**Written exercise**. Produce an exact copy of all the data below, dropping every image.

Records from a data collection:
○ ○ ○ ○ ○

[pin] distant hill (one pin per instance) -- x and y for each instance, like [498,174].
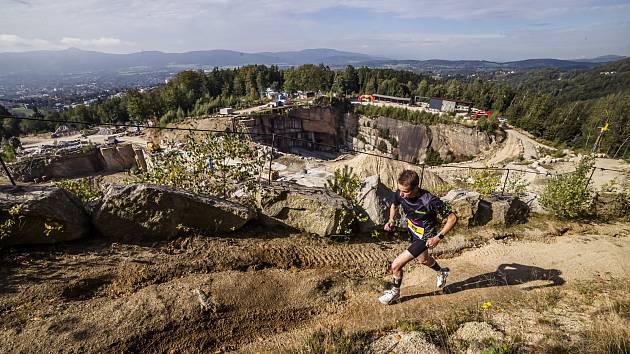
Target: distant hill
[602,59]
[71,61]
[470,66]
[74,61]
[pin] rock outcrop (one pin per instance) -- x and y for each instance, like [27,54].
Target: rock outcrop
[464,203]
[472,210]
[41,215]
[611,205]
[314,210]
[375,198]
[148,212]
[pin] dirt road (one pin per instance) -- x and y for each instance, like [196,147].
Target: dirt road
[268,290]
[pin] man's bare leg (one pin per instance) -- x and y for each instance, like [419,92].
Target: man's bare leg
[397,270]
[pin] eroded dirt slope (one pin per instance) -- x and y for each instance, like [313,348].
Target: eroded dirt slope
[268,291]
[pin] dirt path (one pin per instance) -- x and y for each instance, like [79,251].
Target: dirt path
[487,273]
[267,291]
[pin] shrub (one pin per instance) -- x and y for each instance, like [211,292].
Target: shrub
[433,158]
[516,183]
[346,184]
[8,151]
[13,221]
[569,195]
[213,165]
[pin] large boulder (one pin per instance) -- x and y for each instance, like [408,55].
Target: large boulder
[472,210]
[314,210]
[40,215]
[611,205]
[147,212]
[374,198]
[508,211]
[464,204]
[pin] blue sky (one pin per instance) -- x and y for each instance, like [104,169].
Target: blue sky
[400,29]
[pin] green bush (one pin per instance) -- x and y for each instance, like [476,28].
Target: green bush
[433,158]
[8,151]
[569,195]
[212,165]
[346,184]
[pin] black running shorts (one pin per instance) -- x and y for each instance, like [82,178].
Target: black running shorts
[417,246]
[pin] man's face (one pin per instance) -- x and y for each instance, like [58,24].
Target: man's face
[406,192]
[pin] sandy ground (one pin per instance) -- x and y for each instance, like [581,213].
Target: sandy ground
[269,289]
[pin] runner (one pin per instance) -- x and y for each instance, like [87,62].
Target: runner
[421,209]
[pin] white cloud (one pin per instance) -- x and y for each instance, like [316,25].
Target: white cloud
[403,28]
[16,43]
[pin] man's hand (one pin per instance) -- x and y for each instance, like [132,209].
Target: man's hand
[433,241]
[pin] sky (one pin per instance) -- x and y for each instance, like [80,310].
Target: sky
[499,30]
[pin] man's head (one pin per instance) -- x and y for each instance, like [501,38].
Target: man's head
[408,182]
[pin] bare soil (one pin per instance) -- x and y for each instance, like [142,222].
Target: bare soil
[269,290]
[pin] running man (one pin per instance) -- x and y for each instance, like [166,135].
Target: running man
[421,209]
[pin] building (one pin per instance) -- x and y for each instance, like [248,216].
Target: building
[226,111]
[393,99]
[446,105]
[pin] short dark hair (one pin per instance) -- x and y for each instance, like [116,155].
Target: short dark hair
[409,178]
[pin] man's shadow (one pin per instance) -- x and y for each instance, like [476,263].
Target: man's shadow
[506,274]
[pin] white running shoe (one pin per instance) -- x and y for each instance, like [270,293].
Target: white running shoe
[441,280]
[390,296]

○ ○ ○ ○ ○

**Worked answer**.
[pin] distant hill (one pin per instance) -- x and y for each instance, like [498,174].
Target: distant hill
[602,59]
[71,61]
[470,66]
[74,61]
[pin] rock outcrop (one pin per instance) -- x and y for each instance, like [27,54].
Target: rock outcrop
[464,203]
[472,210]
[41,215]
[611,205]
[314,210]
[375,198]
[148,212]
[pin] dirt road (one pin per instance) -- x and y for each instance, like [196,147].
Target: dirt road
[268,290]
[pin] man's bare leg (one pin per instance) -- x and y for each instance, like [419,92].
Target: man's bare leg
[397,270]
[pin] eroded dirt slope (one pin per instance) -- x and y for each instance, like [313,348].
Target: eroded dirt slope
[268,291]
[pin] dirt path (one pin per instance) -- x and y for each instance, like [79,251].
Target: dirt path
[487,273]
[267,291]
[pin] shrub (one pin per instance) -- x and y for each instance, like [211,292].
Target: shrub
[433,158]
[516,183]
[346,184]
[8,151]
[13,221]
[569,195]
[213,165]
[pin] large boulder (one pin per instance) -- x and y for each instance, like [408,55].
Target: large boulder
[472,210]
[314,210]
[40,215]
[611,205]
[147,212]
[374,198]
[508,211]
[464,204]
[pin] blue sky (one pin per instance) -- x and y for each instance, like [104,169].
Target: blue sky
[400,29]
[pin] green bush (one pin per instance) -- x and y for each instance, like [476,28].
Target: green bush
[433,158]
[8,151]
[569,195]
[212,165]
[346,184]
[pin] black running shorts (one pin per instance) -- x and y for each instance, like [82,178].
Target: black running shorts
[417,246]
[pin] man's face (one pin per instance) -- x and y for each instance, like [58,24].
Target: man's face
[406,192]
[pin] sandy ground (one pin per instance) -- x and y for each instance, like [581,213].
Target: sandy ground
[269,289]
[pin] runner (one pin per instance) -- x and y for each instance, like [87,62].
Target: runner
[421,209]
[pin] white cloud (one pin per instance) -- x and y for each instance, like [316,25].
Target: white cloud
[403,28]
[16,43]
[pin] man's hand (one pin per instance) -- x and y for each instance, like [132,209].
Target: man's hand
[433,241]
[pin] sky (one pin per instance) -- x and y for each instance, like [80,310].
Target: sky
[499,30]
[pin] man's head (one pin per instance) -- x and y for each instance, like [501,38].
Target: man's head
[408,182]
[pin] bare soil (one pin per instance) -- x and y for each instance, like [142,222].
Target: bare soil
[269,290]
[pin] running man (one pin per instance) -- x and y for each instance, like [166,135].
Target: running man
[421,209]
[pin] building (one pin per instance) -- x and y for each instance, like [248,216].
Target: building
[226,111]
[393,99]
[446,105]
[pin] short dark hair (one pin per instance) -- x and y for each instance, like [116,155].
Target: short dark hair
[409,178]
[pin] man's shadow (one pin per instance) -- x and y for each instance, like [476,263].
Target: man's shadow
[506,274]
[pin] white running shoe (one pin per instance) -- x and y for each instance, like [270,293].
Target: white running shoe
[441,280]
[390,296]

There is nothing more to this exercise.